Inzwischen hat der BGL einen „Aktionsplan Fahrermangel“ gestartet, der auf eine Verbesserung des Image, die Verbesserung von Arbeitsbedingungen, einen Bürokratieabbau und die Digitalisierung der Ausbildung abzielt – in etwa analog zum Bundesministerium für Verkehr und digitale Infrastruktur, das ebenfalls politischen Handlungsbedarf erkannt hat. Man müsse dringend die „Jobattraktivität“ erhöhen, heißt es in einem im Februar 2020 – also knapp vor Beginn der Corona-Krise – veröffentlichten Gutachten des Wissenschaftlichen Beirats. Am Ende, das wird darin deutlich, liegt der Ball wieder bei jedem einzelnen Arbeitgeber.
„Wie läuft es bei Ihnen?“, haben wir Händler mit eigenem Fuhrpark gefragt. Stimmt die Mannschaftsaufstellung? Müssen Sie in puncto LKW-Fahrer am Transfermarkt tätig werden – und wenn ja: Zu welchen Konditionen? Oder übersetzt: Wann wechselt der Spieler den Verein – und wann bleibt er?
Paul Anderl: Wohnungen für die Mitarbeiter Stammplatz:
Wir beschäftigen derzeit gesamt knapp 30 Fahrer – und haben aktuell sieben offene Stellen. Die Basis für alles bildet unsere sehr gute Unternehmenskultur, denn jeder Mensch, egal wo er herkommt, erwartet einen respektvollen Umgang miteinander. Unsere Bezahlung ist zudem übertariflich. Weiterhin haben wir vor vielen Jahren schon in Mitarbeiterwohnungen investiert, da wir gerade im Großraum München einen Engpass im Bereich Wohnraum haben. Unsere LKW-Fahrer haben dazu ein Mitspracherecht bei der Ausstattung ihrer LKWs.
Transfermarkt:
Der wichtigste Faktor ist in der Akquise für uns ist die Mundpropaganda, denn ein guter Ruf als Arbeitgeber ist „unbezahlbar“. Bestehende Mitarbeiter werben oft im Familien- oder Freundeskreis an und erhalten dann auch eine Prämie. Darüber hinaus arbeiten wir mit Vermittlungsagenturen zusammen, welche Personal aus dem Ausland an uns vermitteln. Durch unsere Mitarbeiterwohnungen können wir somit schnell Personal akquirieren und unsere Mitarbeiter an uns binden.

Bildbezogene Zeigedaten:
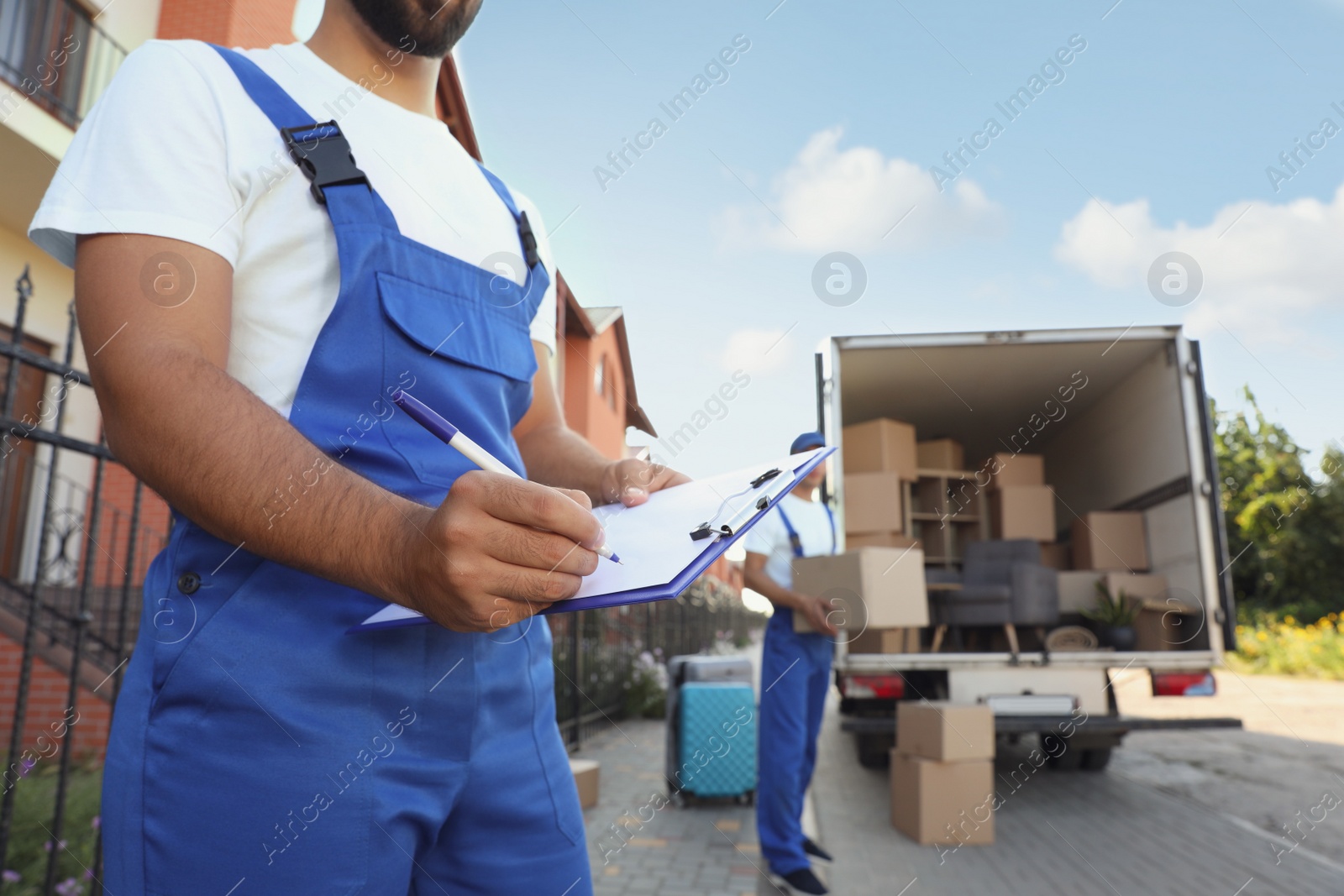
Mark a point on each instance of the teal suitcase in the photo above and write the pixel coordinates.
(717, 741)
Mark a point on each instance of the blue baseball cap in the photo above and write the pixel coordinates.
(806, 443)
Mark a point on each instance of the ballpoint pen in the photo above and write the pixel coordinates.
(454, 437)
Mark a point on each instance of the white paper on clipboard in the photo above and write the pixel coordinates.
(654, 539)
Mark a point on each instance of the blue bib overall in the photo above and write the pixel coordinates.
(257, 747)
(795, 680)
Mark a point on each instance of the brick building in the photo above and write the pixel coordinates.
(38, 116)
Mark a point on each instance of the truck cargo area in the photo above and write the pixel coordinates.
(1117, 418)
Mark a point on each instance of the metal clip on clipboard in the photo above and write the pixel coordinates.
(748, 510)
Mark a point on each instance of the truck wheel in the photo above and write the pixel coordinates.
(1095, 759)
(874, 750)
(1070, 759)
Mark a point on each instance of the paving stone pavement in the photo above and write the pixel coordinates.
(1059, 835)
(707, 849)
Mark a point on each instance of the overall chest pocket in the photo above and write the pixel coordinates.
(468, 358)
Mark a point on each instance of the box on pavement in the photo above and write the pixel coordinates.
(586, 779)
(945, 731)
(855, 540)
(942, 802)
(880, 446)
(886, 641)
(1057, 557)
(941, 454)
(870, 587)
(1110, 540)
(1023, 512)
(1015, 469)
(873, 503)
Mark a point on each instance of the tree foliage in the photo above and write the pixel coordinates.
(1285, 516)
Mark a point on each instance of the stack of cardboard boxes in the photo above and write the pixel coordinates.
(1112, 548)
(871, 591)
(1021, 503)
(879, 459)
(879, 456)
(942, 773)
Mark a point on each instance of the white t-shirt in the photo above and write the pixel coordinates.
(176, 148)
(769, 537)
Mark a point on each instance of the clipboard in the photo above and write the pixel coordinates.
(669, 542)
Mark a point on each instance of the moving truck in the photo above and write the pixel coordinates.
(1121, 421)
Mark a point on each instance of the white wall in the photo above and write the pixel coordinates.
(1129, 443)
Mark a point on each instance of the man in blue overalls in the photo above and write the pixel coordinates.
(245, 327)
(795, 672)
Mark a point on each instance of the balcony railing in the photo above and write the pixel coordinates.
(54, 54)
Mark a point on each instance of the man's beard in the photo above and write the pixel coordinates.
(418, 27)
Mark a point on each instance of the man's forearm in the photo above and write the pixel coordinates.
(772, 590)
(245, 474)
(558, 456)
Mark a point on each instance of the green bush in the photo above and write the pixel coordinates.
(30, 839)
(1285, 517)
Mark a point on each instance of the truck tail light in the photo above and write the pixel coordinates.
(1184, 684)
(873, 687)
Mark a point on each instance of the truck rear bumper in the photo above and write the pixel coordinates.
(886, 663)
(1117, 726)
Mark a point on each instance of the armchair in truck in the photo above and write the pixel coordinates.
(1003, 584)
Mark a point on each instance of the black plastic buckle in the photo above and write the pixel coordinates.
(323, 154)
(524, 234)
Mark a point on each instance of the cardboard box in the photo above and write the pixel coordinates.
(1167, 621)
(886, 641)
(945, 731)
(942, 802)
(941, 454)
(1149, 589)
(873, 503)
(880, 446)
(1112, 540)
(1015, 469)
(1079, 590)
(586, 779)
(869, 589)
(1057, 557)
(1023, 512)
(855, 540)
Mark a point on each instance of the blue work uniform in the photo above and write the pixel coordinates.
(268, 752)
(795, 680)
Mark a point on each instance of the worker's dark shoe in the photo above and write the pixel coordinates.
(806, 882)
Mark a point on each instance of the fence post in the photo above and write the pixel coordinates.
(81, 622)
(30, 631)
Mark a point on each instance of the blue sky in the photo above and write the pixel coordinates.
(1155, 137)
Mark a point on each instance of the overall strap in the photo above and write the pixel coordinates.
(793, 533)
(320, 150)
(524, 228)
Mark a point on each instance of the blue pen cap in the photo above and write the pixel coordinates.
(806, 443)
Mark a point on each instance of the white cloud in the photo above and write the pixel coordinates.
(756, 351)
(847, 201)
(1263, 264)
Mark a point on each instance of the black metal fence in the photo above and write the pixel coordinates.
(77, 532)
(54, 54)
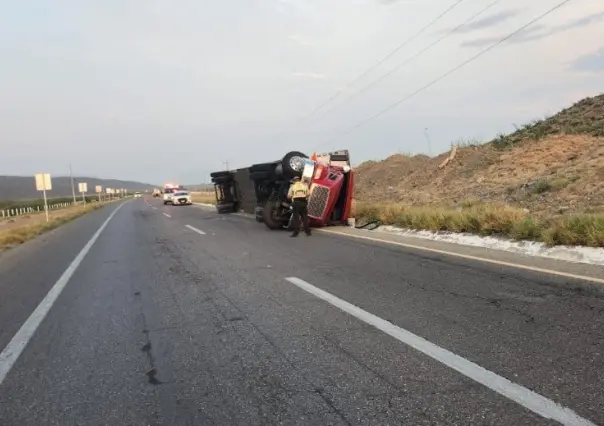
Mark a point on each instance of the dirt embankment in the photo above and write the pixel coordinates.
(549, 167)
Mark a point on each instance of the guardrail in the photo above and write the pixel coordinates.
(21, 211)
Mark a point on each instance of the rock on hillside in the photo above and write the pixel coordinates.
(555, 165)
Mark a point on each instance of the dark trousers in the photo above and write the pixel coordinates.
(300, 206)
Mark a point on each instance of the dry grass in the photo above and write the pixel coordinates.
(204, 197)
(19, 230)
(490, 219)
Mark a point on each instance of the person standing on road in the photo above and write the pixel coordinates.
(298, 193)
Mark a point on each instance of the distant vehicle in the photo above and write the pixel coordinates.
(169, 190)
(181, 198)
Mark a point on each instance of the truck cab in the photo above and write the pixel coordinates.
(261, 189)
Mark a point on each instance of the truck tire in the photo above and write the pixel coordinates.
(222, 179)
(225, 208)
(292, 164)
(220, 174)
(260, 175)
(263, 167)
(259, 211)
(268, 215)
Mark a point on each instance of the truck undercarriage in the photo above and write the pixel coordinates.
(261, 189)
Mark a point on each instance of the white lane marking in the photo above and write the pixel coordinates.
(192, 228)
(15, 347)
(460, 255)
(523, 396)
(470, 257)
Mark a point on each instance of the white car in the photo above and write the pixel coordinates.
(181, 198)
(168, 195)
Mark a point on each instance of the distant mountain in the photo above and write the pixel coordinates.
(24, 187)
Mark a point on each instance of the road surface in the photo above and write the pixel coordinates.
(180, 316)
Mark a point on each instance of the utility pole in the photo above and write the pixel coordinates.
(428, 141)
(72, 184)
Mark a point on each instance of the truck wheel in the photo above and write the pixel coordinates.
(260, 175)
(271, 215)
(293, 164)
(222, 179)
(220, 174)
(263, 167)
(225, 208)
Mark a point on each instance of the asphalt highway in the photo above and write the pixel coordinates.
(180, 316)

AUFGABE 1:
Aktualisieren Sie den Textauszug über den Fahrermangel: Geben Sie den Abschnitt ab den Worten „Paul Anderl: Wohnungen“ bis einschließlich „Ausstattung ihrer LKWs.“ wieder und setzen Sie dabei „tariflich“ an die Stelle von „übertariflich“.
AUFGABE 2:
Nennen Sie alle Ziele, auf die der im Textauszug über den Fahrermangel genannte „Aktionsplan Fahrermangel“ des BGL abzielt.
AUFGABE 3:
Führen Sie den Text über den Mangel an LKW-Fahrern im Anschluss an seinen letzten Satz fort.

ERWARTETE LÖSUNG 1:
Paul Anderl: Wohnungen für die Mitarbeiter Stammplatz:
Wir beschäftigen derzeit gesamt knapp 30 Fahrer – und haben aktuell sieben offene Stellen. Die Basis für alles bildet unsere sehr gute Unternehmenskultur, denn jeder Mensch, egal wo er herkommt, erwartet einen respektvollen Umgang miteinander. Unsere Bezahlung ist zudem tariflich. Weiterhin haben wir vor vielen Jahren schon in Mitarbeiterwohnungen investiert, da wir gerade im Großraum München einen Engpass im Bereich Wohnraum haben. Unsere LKW-Fahrer haben dazu ein Mitspracherecht bei der Ausstattung ihrer LKWs.

ERWARTETE LÖSUNG 2:
- Verbesserung des Image
- Verbesserung von Arbeitsbedingungen
- Bürokratieabbau
- Digitalisierung der Ausbildung

ERWARTETE LÖSUNG 3:
Saisonverlauf:
Zunächst einmal fand eine kurzfristige Entspannung zu Beginn der Pandemie statt. Aktuell jedoch verschärft sich die Thematik zunehmend und die aktuelle Lage ist angespannter denn je. Ich glaube, dass es in den kommenden Monaten und Jahren zu einem noch größeren Engpass im Bereich Fahrer kommen wird. Am Ende wird es ein Wettbewerb der Betriebe, wer Fahrer hat und somit sein Geschäft betreiben kann und wer eben nicht. Unser tägliches Ziel ist es, die Warenversorgung unserer Kunden zu 100% sicherzustellen, daher sehe ich persönlich das Thema „Personal“ als absolutes Prio 1-Thema und sehe aktuell unser Haus für die Zukunft sehr gut aufgestellt.
Michael Stadlmann: Zusätzliches Recruiting-Personal
Stammplatz:
Wir haben ca. 370 Fahrer in unserer Firmengruppe beschäftigt. Damit ist unser Bedarf an Fahrern noch nicht gedeckt.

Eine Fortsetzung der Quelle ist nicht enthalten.